RECORDS FOR PROCESSING >>
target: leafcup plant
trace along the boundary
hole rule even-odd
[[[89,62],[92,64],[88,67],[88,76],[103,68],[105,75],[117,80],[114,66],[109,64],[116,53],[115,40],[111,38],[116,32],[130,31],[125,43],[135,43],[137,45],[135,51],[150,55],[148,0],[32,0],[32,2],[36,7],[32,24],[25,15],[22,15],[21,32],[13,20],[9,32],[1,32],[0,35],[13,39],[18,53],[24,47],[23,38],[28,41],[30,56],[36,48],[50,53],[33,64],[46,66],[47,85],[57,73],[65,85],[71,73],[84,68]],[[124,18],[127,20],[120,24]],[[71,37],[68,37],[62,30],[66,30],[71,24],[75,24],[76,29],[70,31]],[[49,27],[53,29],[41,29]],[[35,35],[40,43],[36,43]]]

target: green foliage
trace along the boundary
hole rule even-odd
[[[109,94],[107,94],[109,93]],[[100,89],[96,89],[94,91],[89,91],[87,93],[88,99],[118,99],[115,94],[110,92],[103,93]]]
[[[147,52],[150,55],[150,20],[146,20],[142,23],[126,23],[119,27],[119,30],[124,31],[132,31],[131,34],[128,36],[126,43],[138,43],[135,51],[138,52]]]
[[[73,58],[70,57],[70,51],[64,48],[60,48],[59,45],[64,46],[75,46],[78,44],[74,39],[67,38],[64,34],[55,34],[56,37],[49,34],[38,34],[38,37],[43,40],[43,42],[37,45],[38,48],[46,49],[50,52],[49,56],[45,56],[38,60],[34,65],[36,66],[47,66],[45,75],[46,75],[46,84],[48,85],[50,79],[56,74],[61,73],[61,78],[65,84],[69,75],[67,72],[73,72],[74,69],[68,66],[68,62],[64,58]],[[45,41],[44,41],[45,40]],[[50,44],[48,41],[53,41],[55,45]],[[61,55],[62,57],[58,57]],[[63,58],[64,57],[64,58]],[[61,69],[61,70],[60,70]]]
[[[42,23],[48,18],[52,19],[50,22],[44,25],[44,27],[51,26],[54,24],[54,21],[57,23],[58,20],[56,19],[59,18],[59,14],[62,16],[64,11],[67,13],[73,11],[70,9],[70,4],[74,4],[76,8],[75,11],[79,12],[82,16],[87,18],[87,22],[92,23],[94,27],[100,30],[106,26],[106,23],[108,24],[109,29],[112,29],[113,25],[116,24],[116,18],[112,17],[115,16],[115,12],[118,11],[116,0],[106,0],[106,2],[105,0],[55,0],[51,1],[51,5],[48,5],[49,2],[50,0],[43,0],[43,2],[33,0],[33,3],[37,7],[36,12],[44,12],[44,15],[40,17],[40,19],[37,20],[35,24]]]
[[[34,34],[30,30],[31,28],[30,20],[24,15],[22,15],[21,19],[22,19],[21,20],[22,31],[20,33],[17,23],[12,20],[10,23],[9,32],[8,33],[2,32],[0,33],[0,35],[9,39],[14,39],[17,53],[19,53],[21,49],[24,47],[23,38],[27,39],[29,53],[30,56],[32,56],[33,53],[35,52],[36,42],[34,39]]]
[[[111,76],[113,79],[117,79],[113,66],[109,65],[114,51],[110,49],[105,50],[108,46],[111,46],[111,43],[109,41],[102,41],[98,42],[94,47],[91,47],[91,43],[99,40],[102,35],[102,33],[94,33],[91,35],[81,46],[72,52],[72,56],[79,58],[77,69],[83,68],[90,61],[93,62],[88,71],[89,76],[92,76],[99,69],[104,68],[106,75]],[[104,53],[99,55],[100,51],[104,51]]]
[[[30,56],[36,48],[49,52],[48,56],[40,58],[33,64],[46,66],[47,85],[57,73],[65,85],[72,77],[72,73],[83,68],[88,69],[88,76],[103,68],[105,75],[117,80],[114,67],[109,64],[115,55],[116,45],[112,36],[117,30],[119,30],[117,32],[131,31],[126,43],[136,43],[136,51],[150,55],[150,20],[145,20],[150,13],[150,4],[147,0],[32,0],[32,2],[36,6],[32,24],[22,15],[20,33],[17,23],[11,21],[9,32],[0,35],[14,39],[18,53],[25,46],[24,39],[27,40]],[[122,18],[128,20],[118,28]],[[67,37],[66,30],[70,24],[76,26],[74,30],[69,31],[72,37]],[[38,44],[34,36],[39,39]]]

EXERCISE DETAILS >> Retype the listing above in full, with no alterations.

COMPLETED EXERCISE >>
target: leafcup plant
trace along the boundary
hole rule even-odd
[[[89,62],[92,64],[88,67],[88,76],[103,68],[105,75],[117,80],[114,66],[109,64],[116,53],[115,40],[111,38],[116,32],[130,31],[125,43],[135,43],[137,45],[135,51],[150,55],[148,0],[32,0],[32,2],[36,7],[32,24],[25,15],[22,15],[21,32],[13,20],[9,32],[1,32],[0,35],[13,39],[18,53],[24,47],[23,38],[28,41],[30,56],[36,48],[50,53],[33,64],[46,66],[47,85],[57,73],[65,85],[71,73],[84,68]],[[124,18],[127,20],[120,24]],[[71,37],[68,37],[62,30],[66,30],[71,24],[75,24],[76,29],[70,31]],[[49,27],[53,29],[41,29]],[[35,35],[40,43],[36,43]]]

target: green foliage
trace along the boundary
hole rule even-odd
[[[109,94],[107,94],[109,93]],[[100,89],[96,89],[94,91],[89,91],[87,93],[88,99],[118,99],[115,94],[110,92],[103,93]]]
[[[147,52],[150,55],[150,20],[146,20],[142,23],[126,23],[119,27],[119,30],[124,31],[132,31],[131,34],[128,36],[126,43],[138,43],[135,51],[138,52]]]
[[[73,58],[70,57],[70,51],[64,48],[60,48],[59,45],[64,46],[75,46],[78,44],[74,39],[67,38],[64,34],[55,34],[56,37],[49,34],[38,34],[38,37],[43,40],[43,42],[37,45],[38,48],[46,49],[50,52],[49,56],[45,56],[38,60],[34,65],[36,66],[47,66],[45,75],[46,75],[46,84],[48,85],[50,79],[56,74],[61,73],[61,78],[65,84],[69,75],[67,72],[73,72],[74,69],[68,66],[68,62],[64,58]],[[45,41],[44,41],[45,40]],[[50,44],[48,41],[53,41],[55,45]],[[61,55],[62,57],[58,57]],[[63,58],[64,57],[64,58]],[[61,69],[61,70],[60,70]]]
[[[42,23],[48,18],[52,19],[50,22],[44,25],[44,27],[51,26],[54,24],[54,21],[57,23],[58,20],[56,19],[59,18],[59,14],[62,16],[64,11],[67,13],[73,11],[70,9],[70,4],[74,4],[76,8],[75,11],[79,12],[82,16],[87,18],[87,22],[92,23],[94,27],[100,30],[106,26],[106,23],[108,24],[109,29],[112,29],[113,25],[116,24],[116,18],[112,17],[115,16],[115,12],[118,11],[116,0],[106,0],[106,2],[105,0],[55,0],[51,1],[51,5],[48,5],[49,2],[50,0],[43,0],[43,2],[33,0],[33,3],[37,7],[36,12],[44,12],[44,15],[40,17],[40,19],[37,20],[35,24]]]
[[[34,34],[30,30],[31,28],[30,20],[24,15],[22,15],[21,19],[22,19],[21,20],[22,31],[20,33],[17,23],[12,20],[10,23],[9,32],[8,33],[2,32],[0,33],[0,35],[9,39],[14,39],[17,53],[19,53],[21,49],[24,47],[23,38],[27,39],[29,53],[30,56],[32,56],[33,53],[35,52],[36,42],[34,39]]]
[[[111,76],[113,79],[117,79],[113,66],[109,65],[114,51],[110,49],[105,50],[108,46],[111,46],[111,43],[109,41],[102,41],[98,42],[94,47],[91,47],[91,43],[99,40],[102,35],[102,33],[94,33],[91,35],[81,46],[72,52],[72,56],[79,58],[77,69],[83,68],[90,61],[93,62],[88,71],[89,76],[92,76],[99,69],[104,68],[106,75]],[[104,53],[99,55],[100,51],[104,51]]]
[[[30,56],[36,48],[49,52],[48,56],[40,58],[33,64],[46,66],[47,85],[57,73],[65,85],[72,77],[72,73],[83,68],[88,69],[88,76],[103,68],[105,75],[117,80],[114,67],[109,64],[115,55],[116,45],[112,36],[117,30],[119,30],[117,32],[131,31],[126,43],[136,43],[136,51],[150,55],[150,20],[145,20],[150,13],[150,4],[147,0],[32,0],[32,2],[36,6],[32,24],[22,15],[20,33],[17,23],[11,21],[9,32],[0,35],[14,39],[18,53],[25,46],[24,39],[27,40]],[[122,18],[128,20],[118,28]],[[67,37],[66,30],[70,24],[76,26],[74,30],[69,31],[72,37]],[[38,44],[34,36],[39,39]]]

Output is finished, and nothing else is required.